▸ Activity:
Images are to be excluded, and the rest of the data repeated exactly.

Dataset entries

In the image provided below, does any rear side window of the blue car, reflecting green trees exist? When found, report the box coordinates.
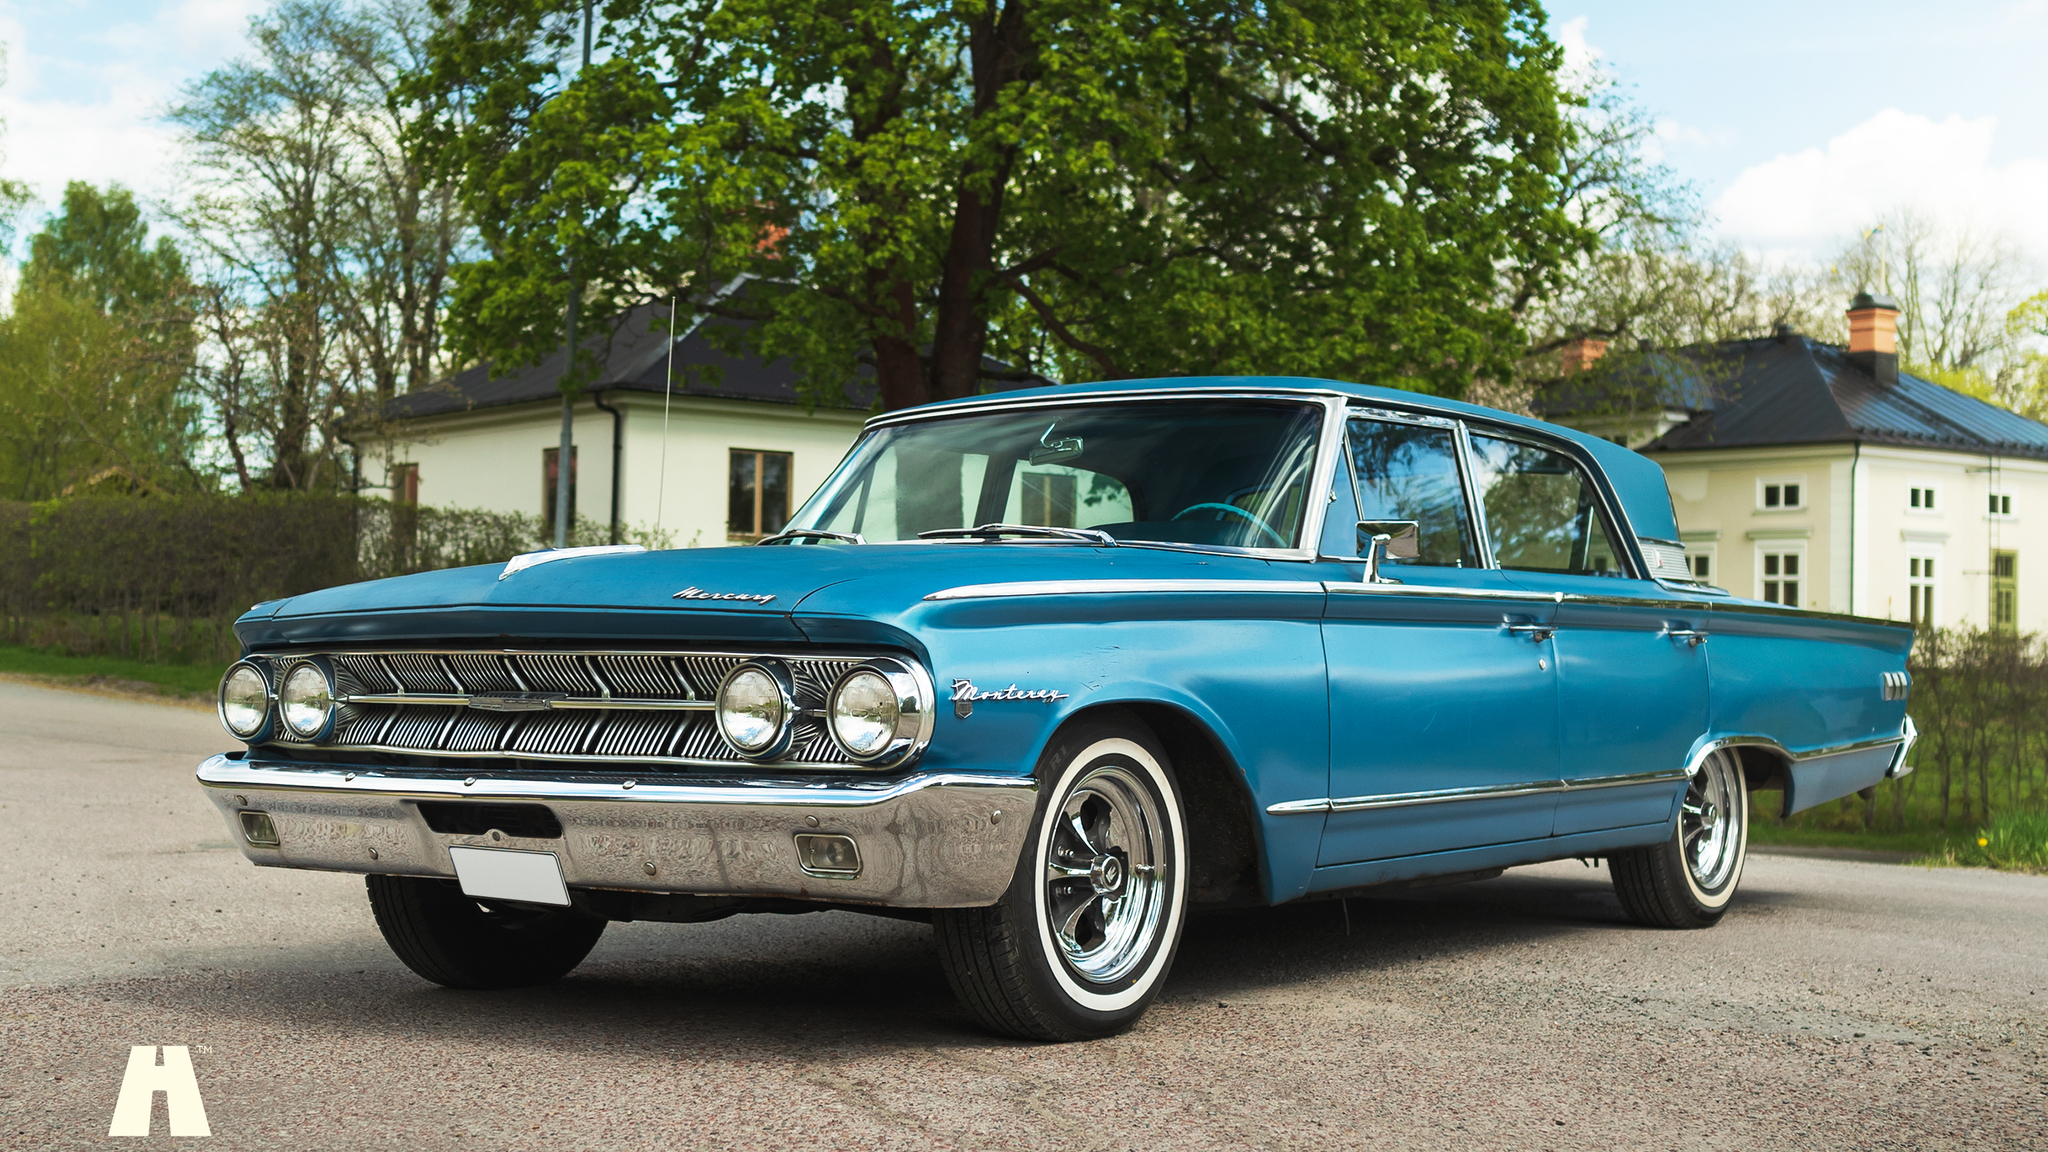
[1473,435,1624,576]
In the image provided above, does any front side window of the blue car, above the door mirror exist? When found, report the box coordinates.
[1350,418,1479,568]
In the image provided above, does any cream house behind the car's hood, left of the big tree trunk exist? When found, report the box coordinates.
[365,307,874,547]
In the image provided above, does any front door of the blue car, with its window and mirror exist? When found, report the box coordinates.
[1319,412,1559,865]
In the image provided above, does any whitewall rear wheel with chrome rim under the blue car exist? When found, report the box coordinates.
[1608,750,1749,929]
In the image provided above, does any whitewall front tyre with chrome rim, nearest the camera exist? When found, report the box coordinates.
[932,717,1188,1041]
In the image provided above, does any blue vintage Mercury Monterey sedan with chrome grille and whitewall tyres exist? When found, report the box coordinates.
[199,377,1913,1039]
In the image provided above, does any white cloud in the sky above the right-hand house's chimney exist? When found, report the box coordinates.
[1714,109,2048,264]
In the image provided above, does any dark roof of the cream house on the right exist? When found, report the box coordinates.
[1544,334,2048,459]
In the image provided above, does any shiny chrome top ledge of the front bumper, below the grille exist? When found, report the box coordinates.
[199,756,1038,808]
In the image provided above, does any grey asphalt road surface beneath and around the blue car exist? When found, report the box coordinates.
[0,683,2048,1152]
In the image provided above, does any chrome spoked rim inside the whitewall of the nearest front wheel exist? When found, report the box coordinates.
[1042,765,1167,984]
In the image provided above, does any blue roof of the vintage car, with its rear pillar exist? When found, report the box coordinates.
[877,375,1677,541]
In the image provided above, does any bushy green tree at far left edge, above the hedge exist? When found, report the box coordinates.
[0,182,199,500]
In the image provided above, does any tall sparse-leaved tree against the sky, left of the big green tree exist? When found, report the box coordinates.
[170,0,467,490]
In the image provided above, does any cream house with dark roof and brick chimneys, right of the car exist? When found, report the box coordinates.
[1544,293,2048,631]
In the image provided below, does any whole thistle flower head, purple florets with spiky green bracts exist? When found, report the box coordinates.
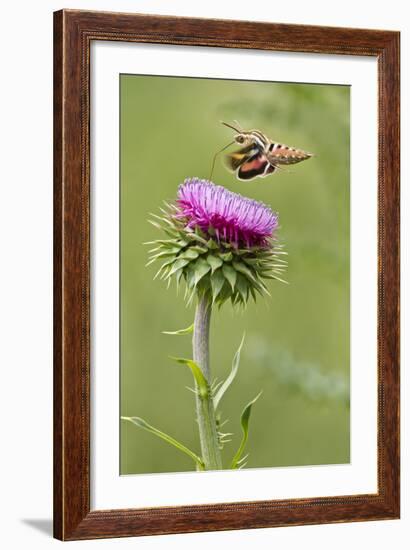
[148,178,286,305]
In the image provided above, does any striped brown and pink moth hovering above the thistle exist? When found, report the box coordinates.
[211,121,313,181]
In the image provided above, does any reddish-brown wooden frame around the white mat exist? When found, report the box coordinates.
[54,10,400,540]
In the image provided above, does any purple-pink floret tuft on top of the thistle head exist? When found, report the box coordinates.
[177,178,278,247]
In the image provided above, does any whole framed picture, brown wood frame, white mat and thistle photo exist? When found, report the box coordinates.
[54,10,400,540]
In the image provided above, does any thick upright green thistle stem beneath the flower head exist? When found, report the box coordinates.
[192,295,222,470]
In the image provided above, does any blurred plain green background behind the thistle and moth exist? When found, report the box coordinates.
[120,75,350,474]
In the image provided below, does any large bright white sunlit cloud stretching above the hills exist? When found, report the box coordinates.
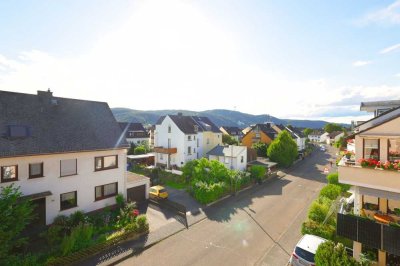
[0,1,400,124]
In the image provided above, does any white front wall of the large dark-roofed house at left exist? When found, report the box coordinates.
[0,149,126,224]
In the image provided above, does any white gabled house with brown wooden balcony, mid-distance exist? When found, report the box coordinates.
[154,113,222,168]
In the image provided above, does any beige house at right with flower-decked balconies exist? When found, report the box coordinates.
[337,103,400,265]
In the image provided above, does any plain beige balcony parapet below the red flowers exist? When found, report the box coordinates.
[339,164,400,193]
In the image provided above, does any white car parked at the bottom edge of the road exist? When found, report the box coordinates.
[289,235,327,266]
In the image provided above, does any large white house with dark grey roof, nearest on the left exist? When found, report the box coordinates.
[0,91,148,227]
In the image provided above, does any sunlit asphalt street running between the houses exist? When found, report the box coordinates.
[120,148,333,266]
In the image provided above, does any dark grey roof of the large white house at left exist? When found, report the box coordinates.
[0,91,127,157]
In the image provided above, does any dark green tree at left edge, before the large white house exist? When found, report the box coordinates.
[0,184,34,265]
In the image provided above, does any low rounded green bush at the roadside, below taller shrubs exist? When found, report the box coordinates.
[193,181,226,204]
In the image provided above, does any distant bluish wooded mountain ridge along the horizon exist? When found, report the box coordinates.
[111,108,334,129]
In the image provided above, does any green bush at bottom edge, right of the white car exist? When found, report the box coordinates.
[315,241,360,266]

▸ Solved problem:
In the image provided below, does any rear side window of the blue car, reflecting green trees exist? When found, report the box coordinates.
[1473,435,1624,576]
In the image provided above, does any front side window of the blue car, above the door mirror exist? When found, report the box coordinates.
[1350,418,1479,568]
In the image provided above, does any cream house behind the car's hood, left of the big tree trunk exist? When found, report the box coordinates.
[365,307,874,547]
In the image provided above, does any front door of the blue car, with its window and mirror exist? When found, report the box coordinates.
[1319,412,1559,865]
In the image provided above, does any whitewall rear wheel with chrome rim under the blue car exist? When found, report the box coordinates.
[1608,750,1749,929]
In the image provided above, does any whitewall front tyre with chrome rim, nearest the camera exist? When found, report the box coordinates.
[932,717,1188,1041]
In the image provided above, does any blue vintage Mercury Monterey sedan with chrome grille and whitewall tyres exist? When found, report the box coordinates.
[199,377,1913,1039]
In the image provided above, does any white cloud in the sky above the right-hand house's chimney exist? When found, report the box coordinates.
[1714,109,2048,264]
In the image provided above, does any dark roof of the cream house on the right exist? When found, report the box coordinates.
[1544,334,2048,459]
In the image provided above, does any shiny chrome top ledge of the front bumper, below the grille exist? When found, report the box coordinates.
[199,756,1038,808]
In the image provided above, does any grey asphalt road surface beneath and around the blue car exist? When found, report the box coordinates.
[0,683,2048,1152]
In the image provided above, does any chrome spoked rim inside the whitewall of the nearest front wheel exist? When found, report the box coordinates.
[1042,765,1167,984]
In the image provided above, does any blue roof of the vintage car, with its rear pillar exist? When found, report the box coordinates.
[877,375,1677,541]
In the image provided above, does any bushy green tree at far left edge, above the hedge exist? When found, report the box coordinates.
[0,182,199,500]
In the image provided above, does any tall sparse-leaved tree against the sky, left of the big green tree exist? When found, report the box coordinates.
[170,0,467,490]
In the image provided above, does any cream house with dark roof and brick chimneys, right of the car exist? When found, report the box coordinates.
[1544,293,2048,631]
In the image provided below, does any whole thistle flower head, purple florets with spiky green bracts exist? When found, report the box coordinates.
[148,178,286,305]
In the image provided above, does any striped brown and pink moth hovering above the thistle exist? When found, report the box coordinates.
[211,121,313,181]
In the image provided above, does any reddish-brown wooden frame around the white mat exist? When found, report the box coordinates.
[54,10,400,540]
In the image provided above, does any purple-pink floret tuft on top of the thistle head exist? When found, report the box coordinates.
[177,178,278,247]
In the image provided above, does any whole framed picture, brown wood frame, white mat and thistle photo exist? When found, report the box coordinates.
[54,10,400,540]
In the image provided above, does any thick upright green thistle stem beneath the flower head exist? When found, report the box coordinates.
[192,295,222,470]
In the image provided above, does any blurred plain green background behind the thistle and moth exist? When found, report the box coordinates.
[120,75,350,474]
In the image provided below, does any large bright white sunlit cloud stretching above the hills exist? When found, report the box coordinates.
[0,1,400,124]
In the image provided above, does any white front wall of the large dark-roofed house at left exist? When found, report the box coordinates.
[0,149,126,224]
In the image provided above, does any white gabled house with brown wooden balcony, mid-distance exist? When found, report the box coordinates.
[154,113,222,168]
In the image provided above, does any beige house at right with flower-decked balconies exist? When found, report the box coordinates.
[337,103,400,265]
In the image provided above, does any plain beige balcony parapet below the red flowers exist? When found, report the box coordinates.
[339,164,400,193]
In the image provided above, does any white car parked at the bottom edge of the road exist? When found, report the box coordinates.
[289,235,327,266]
In the image provided above, does any large white house with dark grey roof, nearest on the left exist? When found, report the box coordinates.
[0,91,148,227]
In the image provided above, does any sunlit asphalt street running between the houses exist? When found, report the box coordinates.
[120,148,333,266]
In the image provided above, does any dark grey roof of the large white house at left exist? When found, report the box coordinates.
[0,91,127,157]
In the image provided above, does any dark green tree at left edge, before the large white house exist? When found, report the box coordinates.
[0,184,34,265]
In the image provided above, does any low rounded green bush at the roadside, below taller shrubs exist? When found, report the box coordinates.
[193,181,226,204]
In the image provided above, does any distant bluish wooded mountain ridge along the horizon exist? When found, report the box coordinates.
[111,108,334,129]
In the image provided above, does any green bush at bottom edge, right of the white car exist? When found, report the box coordinates.
[315,241,360,266]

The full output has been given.